■ Available records
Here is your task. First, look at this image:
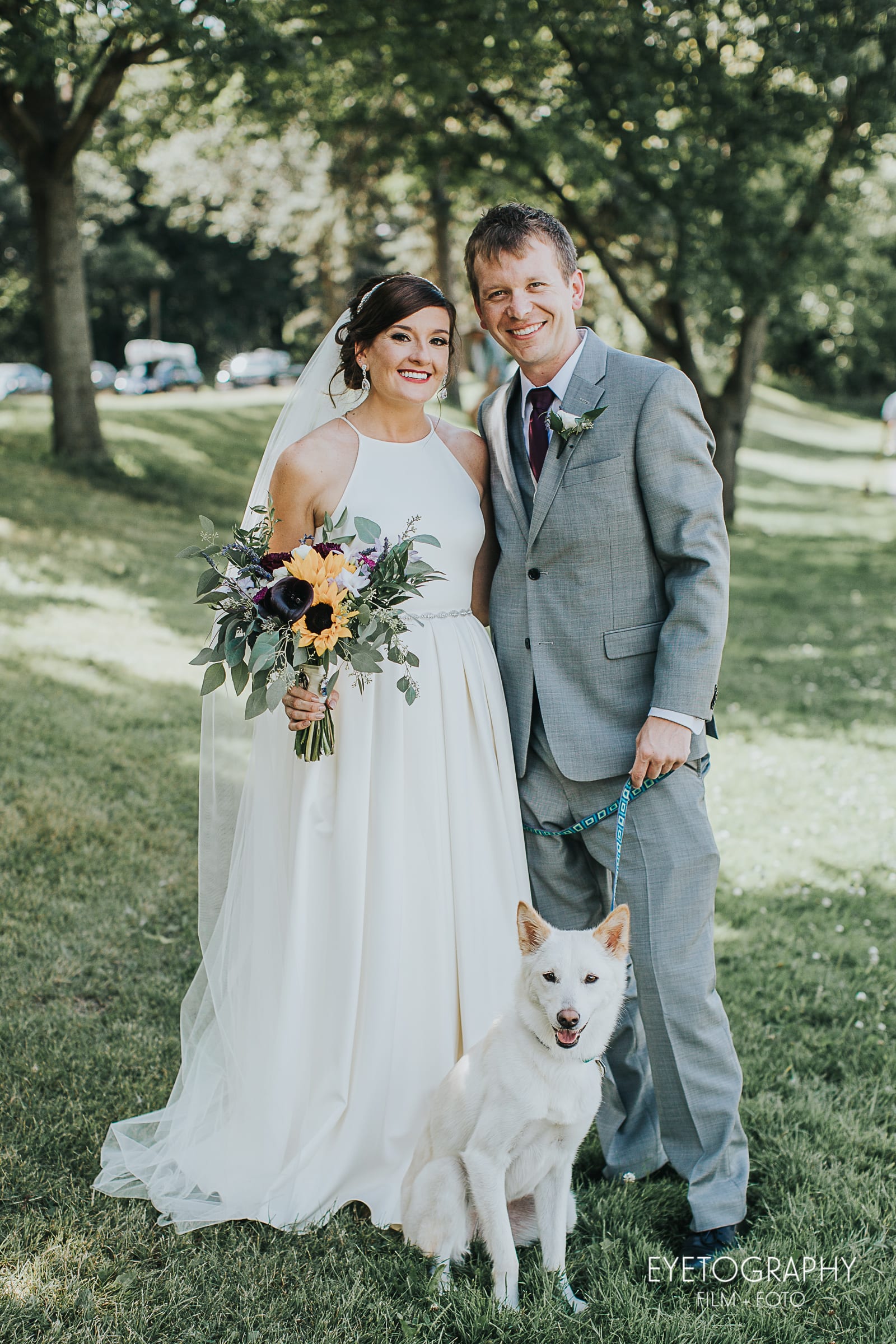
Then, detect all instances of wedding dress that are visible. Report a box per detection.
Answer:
[95,405,529,1233]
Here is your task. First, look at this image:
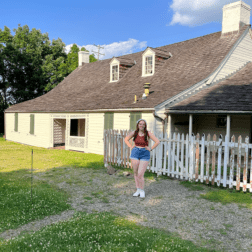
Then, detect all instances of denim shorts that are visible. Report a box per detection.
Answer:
[130,146,150,161]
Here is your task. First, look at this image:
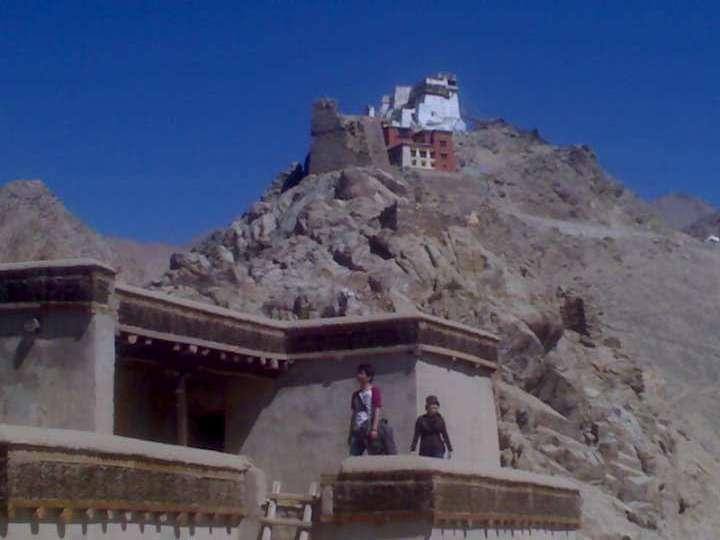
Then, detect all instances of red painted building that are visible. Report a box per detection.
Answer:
[383,126,457,172]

■ What the exercise asks
Express the records above as a two-column CSV with the header record_text,answer and one row per record. Put each record's text and its answer in their own quoted fields, replace line breaks with spaces, and leave out the pictures.

■ Final result
record_text,answer
"Here is your task. First, look at this image: Then, detect all instances of wedding dress that are visible. Report a box per detection. Answer:","[95,405,529,1233]"
"Here is your task. First, look at this image: Then, detect all instances of denim shorts that are visible. Report a box per detection. Answer:","[130,146,150,161]"
"Here is your task. First, look at this image: Then, detect all instances of red painted building that are visible. Report a box per detection. Answer:","[383,126,457,172]"